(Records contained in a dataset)
━━━━━━━━━━━━━━━━━━━━━━━━━━━━━━

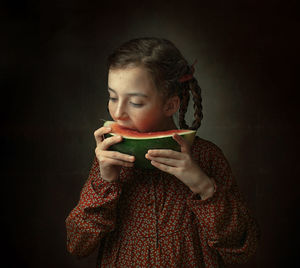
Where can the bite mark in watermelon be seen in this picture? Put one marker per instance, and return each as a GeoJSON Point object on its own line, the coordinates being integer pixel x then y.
{"type": "Point", "coordinates": [138, 143]}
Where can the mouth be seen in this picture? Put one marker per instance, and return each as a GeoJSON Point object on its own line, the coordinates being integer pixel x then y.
{"type": "Point", "coordinates": [127, 127]}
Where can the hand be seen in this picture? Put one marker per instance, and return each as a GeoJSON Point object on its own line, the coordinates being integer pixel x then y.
{"type": "Point", "coordinates": [181, 165]}
{"type": "Point", "coordinates": [110, 162]}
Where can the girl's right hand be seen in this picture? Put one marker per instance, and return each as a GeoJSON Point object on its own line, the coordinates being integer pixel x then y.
{"type": "Point", "coordinates": [110, 162]}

━━━━━━━━━━━━━━━━━━━━━━━━━━━━━━

Task objective.
The result should be an exact repetition of all the records. Drop the pictures.

Exercise result.
Where can the bite mark in watermelon be seen in this picture? Put one marker per instance, and return each as a GeoJSON Point object on its own line, the coordinates being integer pixel x then y.
{"type": "Point", "coordinates": [138, 143]}
Where can the mouth be seen in this picture? Put one marker per instance, and return each as a GeoJSON Point object on its own line, the coordinates being integer pixel x then y.
{"type": "Point", "coordinates": [127, 127]}
Where can the hand be seen in this picture? Put one marker per instance, and return each as a GeoJSON Point object on its own line, the coordinates being integer pixel x then y.
{"type": "Point", "coordinates": [181, 165]}
{"type": "Point", "coordinates": [110, 162]}
Where can the girl's right hand be seen in this picture? Put one marker per instance, and return each as a GeoJSON Point object on its own line, the coordinates being integer pixel x then y.
{"type": "Point", "coordinates": [110, 162]}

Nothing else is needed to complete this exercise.